**Work item**
How many lines in the entries below contain the word "instance"? Answer with the number and nothing else.

**Provided entries**

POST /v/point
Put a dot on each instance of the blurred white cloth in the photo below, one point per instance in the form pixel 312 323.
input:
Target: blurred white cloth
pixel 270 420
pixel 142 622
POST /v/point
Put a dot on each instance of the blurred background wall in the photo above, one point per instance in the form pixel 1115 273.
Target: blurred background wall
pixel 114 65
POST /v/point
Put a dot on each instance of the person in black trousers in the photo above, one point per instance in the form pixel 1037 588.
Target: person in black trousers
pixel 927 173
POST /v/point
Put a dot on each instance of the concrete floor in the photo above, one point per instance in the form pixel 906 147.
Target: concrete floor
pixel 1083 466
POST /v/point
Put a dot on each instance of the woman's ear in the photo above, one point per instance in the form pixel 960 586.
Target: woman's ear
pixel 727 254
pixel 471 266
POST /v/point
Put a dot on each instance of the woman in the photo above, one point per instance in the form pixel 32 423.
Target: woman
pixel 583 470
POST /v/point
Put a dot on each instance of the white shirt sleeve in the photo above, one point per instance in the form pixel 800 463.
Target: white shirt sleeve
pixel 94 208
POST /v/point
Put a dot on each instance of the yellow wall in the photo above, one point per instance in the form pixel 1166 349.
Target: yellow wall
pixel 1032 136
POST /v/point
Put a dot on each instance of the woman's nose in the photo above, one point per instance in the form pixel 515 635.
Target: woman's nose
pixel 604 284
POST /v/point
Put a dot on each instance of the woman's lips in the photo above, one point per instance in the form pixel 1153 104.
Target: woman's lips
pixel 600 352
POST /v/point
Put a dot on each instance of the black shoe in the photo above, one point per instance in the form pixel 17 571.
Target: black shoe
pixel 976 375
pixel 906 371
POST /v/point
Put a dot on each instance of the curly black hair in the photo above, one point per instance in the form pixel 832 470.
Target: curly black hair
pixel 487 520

**Answer section**
12